Der Jom-Kippur-Krieg hat sich seither wie eine ewige Mahnung ins kollektive Gedächtnis der Israelis eingebrannt. Der einstige Jagdflieger-Held aus dem Sechstagekrieg und spätere Friedensunterhändler und Staatspräsident Ezer Weizman (1924-2005) resümierte noch Jahre später selbstkritisch: Dieser Krieg habe das Selbstvertrauen der Araber nachhaltig „gestärkt und die Abschreckungsfähigkeit unserer Streitkräfte verringert“. Der „einstige Nimbus“, so Weizman, dass Israel unverwundbar sei, sei 1973 „zerstört“ worden.

Genau fünf Jahrzehnte danach fragen sich die Israelis nun erneut: Wie konnte es geschehen, dass die weltweit bewunderte und digital hochgerüstete israelische Aufklärung in Geheimdienst und Militär erneut so tragisch, unwissend und offenbar blind und taub war? Damals wie heute hatten die Gegner an einem hohen Feiertag zugeschlagen. Auch in Washington und London fragen sich Experten, warum selbst die Nachrichtendienste der USA und Großbritanniens, die im Ukrainekrieg so erfolgreich und treffsicher Daten sammeln und Informationen auswerten, bei der jetzigen Hamas-Attacke so ahnungslos waren.

Biblischer Trost

Für neun Millionen Menschen in Israel zählt aber in diesen Tagen keine Symbolik. Die Israelis sind wieder einmal ein verwundetes Volk. Dass blutwütige islamistische Terroristen stundenlang ungehindert mordend und marodierend durch Wohnorte ziehen konnten, wird das ohnehin fragile kollektive Sicherheitsgefühl vieler Menschen nachhaltig beeinflussen. Wer in Israel lebende Menschen als Bekannte, Verwandte oder Freunde hat, wird in diesen Tagen kaum jemanden antreffen, der nicht Angehörige hat, die nicht als Reservisten eingezogen werden: Jede Familie scheint betroffen zu sein, viele sogar mehrfach.

Dies alles geschieht nicht von ungefähr in einer Zeit, in der der langwierige innen- und staatspolitische Streit um die Justizreform den jüdischen Staat geschwächt und die Bevölkerung tief gespalten hat.

● ● ●

**ARBEITSAUFTRAG A:**
Fasse den Absatz des Textauszugs, der mit „Genau fünf Jahrzehnte danach“ beginnt, knapper zusammen und behalte dabei seine wichtigsten Aussagen bei.

**ROHDATEN:**
● ● ●

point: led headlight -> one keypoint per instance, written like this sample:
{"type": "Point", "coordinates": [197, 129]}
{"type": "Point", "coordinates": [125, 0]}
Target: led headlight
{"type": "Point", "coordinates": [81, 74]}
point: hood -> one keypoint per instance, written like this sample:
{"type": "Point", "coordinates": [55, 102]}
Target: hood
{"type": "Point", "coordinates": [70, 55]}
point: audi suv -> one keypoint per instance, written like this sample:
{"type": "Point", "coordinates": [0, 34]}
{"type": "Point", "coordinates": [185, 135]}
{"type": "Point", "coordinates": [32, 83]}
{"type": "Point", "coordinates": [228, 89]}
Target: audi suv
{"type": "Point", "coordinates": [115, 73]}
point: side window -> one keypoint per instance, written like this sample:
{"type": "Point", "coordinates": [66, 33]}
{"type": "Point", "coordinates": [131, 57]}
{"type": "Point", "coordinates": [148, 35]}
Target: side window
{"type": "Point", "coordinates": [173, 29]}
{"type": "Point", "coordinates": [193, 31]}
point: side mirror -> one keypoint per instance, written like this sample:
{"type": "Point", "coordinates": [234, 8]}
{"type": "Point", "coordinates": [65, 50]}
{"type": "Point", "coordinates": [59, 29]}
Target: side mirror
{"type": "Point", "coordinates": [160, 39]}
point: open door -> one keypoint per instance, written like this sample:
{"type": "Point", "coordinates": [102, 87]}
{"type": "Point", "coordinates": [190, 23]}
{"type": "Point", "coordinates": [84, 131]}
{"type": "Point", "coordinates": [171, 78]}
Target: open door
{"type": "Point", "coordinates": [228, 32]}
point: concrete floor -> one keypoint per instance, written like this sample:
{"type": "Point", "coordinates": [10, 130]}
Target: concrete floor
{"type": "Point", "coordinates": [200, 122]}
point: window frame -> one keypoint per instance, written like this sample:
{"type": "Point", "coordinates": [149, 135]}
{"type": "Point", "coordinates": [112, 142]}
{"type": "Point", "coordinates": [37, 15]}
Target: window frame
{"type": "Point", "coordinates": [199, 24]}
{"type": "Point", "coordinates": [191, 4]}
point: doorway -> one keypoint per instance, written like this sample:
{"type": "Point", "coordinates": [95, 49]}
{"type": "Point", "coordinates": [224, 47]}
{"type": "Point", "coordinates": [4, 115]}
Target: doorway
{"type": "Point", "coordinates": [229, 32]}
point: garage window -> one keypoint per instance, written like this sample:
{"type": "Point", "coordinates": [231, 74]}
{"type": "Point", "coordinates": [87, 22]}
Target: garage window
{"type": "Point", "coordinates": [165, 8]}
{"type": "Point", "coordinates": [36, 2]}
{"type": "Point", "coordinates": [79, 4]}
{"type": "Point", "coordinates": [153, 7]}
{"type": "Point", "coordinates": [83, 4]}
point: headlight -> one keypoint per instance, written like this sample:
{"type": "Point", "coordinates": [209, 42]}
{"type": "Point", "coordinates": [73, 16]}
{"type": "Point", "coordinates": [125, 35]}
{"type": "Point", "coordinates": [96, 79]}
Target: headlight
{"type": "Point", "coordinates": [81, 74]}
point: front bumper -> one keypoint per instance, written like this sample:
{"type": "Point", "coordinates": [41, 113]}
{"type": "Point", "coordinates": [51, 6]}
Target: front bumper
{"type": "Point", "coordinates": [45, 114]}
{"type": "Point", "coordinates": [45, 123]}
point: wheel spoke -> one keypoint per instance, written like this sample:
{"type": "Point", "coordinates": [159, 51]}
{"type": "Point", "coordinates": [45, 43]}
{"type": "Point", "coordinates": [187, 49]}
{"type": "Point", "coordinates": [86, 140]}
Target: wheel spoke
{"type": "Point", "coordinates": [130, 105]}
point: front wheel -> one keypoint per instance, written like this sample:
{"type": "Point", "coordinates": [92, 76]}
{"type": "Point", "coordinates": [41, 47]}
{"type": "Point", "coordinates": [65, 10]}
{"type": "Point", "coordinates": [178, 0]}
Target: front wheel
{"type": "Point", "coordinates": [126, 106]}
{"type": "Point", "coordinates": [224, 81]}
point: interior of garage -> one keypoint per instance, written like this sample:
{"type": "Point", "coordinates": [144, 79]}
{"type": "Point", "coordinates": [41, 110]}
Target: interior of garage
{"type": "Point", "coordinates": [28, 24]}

● ● ●

**ARBEITSAUFTRAG B:**
Schreibe den Teil der Einträge unverändert ab, der mit der Zeile beginnt, die „point: interior of“ enthält, und bis zum Ende der Einträge reicht. Die erste und die letzte Zeile gehören dazu.

**ERGEBNIS A:**
Fünfzig Jahre später fragen sich die Israelis erneut, wie ihre bewunderte und digital hochgerüstete Aufklärung in Geheimdienst und Militär wieder so ahnungslos sein konnte. Wie damals schlugen die Gegner an einem hohen Feiertag zu. Auch Fachleute in Washington und London fragen sich, warum die Nachrichtendienste der USA und Großbritanniens von der Hamas-Attacke nichts ahnten, obwohl sie im Ukrainekrieg so treffsicher Daten sammeln und auswerten.

**ERGEBNIS B:**
point: interior of garage -> one keypoint per instance, written like this sample:
{"type": "Point", "coordinates": [144, 79]}
{"type": "Point", "coordinates": [41, 110]}
Target: interior of garage
{"type": "Point", "coordinates": [28, 24]}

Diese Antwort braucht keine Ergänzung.